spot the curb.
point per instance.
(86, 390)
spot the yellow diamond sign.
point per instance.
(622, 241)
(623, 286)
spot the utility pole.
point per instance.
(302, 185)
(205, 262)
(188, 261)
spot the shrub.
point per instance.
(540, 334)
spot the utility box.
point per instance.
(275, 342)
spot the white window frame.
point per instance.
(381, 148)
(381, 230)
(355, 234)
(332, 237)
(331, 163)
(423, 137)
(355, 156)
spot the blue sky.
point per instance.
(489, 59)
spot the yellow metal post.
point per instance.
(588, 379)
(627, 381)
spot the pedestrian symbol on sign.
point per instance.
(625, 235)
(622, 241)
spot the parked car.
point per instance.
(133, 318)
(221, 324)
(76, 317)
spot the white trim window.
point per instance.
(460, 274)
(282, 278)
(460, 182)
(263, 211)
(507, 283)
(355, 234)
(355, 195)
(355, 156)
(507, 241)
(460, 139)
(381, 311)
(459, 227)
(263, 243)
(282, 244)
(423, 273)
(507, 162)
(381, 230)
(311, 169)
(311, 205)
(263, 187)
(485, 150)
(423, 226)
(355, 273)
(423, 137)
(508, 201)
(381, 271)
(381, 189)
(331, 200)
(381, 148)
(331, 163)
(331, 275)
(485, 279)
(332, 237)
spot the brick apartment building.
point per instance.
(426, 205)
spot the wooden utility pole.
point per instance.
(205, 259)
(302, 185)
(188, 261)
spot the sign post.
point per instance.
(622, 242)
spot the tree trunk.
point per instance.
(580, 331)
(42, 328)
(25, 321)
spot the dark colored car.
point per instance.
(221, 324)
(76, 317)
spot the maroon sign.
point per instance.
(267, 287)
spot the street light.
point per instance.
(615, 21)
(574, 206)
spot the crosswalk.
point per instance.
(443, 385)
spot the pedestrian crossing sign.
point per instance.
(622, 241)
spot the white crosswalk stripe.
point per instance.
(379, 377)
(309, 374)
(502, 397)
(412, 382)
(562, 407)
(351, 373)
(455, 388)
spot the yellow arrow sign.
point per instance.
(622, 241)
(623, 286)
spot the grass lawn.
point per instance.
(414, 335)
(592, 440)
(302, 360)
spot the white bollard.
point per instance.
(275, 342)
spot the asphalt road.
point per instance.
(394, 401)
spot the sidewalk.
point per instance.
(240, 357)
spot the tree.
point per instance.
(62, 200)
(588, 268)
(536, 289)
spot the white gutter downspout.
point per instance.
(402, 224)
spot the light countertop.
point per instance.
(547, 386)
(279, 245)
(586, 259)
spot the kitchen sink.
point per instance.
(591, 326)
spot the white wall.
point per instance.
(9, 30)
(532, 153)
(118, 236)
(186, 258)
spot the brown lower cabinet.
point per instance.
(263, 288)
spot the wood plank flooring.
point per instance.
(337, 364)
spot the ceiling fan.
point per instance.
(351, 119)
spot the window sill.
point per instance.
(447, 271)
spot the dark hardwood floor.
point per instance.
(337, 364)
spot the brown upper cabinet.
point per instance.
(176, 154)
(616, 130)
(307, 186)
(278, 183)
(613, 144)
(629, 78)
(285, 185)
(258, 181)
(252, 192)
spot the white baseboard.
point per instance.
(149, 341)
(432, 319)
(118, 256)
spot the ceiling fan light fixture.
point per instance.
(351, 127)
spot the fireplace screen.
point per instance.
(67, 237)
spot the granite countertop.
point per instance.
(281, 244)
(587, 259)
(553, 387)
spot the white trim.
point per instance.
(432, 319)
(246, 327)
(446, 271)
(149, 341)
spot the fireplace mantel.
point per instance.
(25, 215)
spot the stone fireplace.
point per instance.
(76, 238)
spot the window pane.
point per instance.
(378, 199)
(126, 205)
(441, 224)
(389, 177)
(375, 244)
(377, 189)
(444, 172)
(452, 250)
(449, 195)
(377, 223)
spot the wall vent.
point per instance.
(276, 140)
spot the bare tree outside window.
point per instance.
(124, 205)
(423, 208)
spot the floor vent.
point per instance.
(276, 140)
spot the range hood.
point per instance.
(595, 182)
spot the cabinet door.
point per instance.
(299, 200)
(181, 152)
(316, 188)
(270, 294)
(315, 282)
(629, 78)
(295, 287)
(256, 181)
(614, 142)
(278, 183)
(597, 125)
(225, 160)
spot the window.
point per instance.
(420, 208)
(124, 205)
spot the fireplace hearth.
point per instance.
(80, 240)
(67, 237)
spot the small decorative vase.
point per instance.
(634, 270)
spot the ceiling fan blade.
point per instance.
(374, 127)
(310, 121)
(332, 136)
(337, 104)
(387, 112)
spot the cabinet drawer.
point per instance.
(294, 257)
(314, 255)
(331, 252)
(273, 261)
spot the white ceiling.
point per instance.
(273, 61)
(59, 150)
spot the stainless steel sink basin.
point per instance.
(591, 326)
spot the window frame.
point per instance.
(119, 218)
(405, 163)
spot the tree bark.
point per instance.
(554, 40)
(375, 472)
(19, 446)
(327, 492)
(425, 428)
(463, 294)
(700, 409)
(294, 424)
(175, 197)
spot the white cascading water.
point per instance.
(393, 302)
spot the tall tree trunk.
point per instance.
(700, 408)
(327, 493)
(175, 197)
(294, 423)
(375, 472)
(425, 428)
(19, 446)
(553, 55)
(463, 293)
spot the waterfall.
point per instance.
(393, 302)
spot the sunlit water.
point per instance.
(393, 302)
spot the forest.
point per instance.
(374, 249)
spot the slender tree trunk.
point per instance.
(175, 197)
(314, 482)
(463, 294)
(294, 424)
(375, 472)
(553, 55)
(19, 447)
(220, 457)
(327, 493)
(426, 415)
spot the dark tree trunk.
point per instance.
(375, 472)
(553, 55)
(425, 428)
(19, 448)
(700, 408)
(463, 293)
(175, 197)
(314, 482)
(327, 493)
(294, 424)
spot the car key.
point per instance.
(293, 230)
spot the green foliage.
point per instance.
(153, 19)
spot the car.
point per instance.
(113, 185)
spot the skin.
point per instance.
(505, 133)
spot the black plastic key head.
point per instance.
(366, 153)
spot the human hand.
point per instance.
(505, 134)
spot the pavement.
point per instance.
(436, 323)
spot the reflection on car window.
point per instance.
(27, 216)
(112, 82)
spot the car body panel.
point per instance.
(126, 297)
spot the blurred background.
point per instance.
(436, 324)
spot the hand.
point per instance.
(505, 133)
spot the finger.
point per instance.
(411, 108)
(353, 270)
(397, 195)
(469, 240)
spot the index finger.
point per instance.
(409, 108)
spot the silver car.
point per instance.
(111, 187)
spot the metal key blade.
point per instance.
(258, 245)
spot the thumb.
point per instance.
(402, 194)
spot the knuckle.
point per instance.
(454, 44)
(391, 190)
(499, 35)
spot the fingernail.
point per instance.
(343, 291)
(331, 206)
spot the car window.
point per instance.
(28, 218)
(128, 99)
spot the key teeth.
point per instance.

= = = =

[Instructions to follow]
Copy the lines of the data above exactly as written, beginning with the line containing "spot the dark tree trunk." and ending with the line containing "spot the index finger.", and leave out all other lines.

[Answer to this exercise]
spot the dark tree trunk.
point per instance.
(375, 472)
(553, 55)
(425, 428)
(19, 448)
(700, 408)
(463, 293)
(175, 197)
(314, 482)
(327, 493)
(294, 424)
spot the car key.
point per instance.
(293, 230)
spot the green foliage.
point per instance.
(153, 19)
spot the car.
point per instance.
(113, 185)
spot the skin.
point per instance.
(505, 133)
spot the black plastic key head.
point per instance.
(366, 153)
spot the human hand.
point per instance.
(505, 134)
spot the pavement.
point per instance.
(436, 323)
spot the reflection on car window.
point per instance.
(27, 216)
(112, 82)
spot the car body panel.
point per instance.
(126, 297)
spot the blurred background.
point per instance.
(436, 324)
spot the hand.
point per instance.
(505, 133)
spot the finger.
point per instance.
(411, 108)
(353, 270)
(397, 195)
(469, 240)
spot the index finger.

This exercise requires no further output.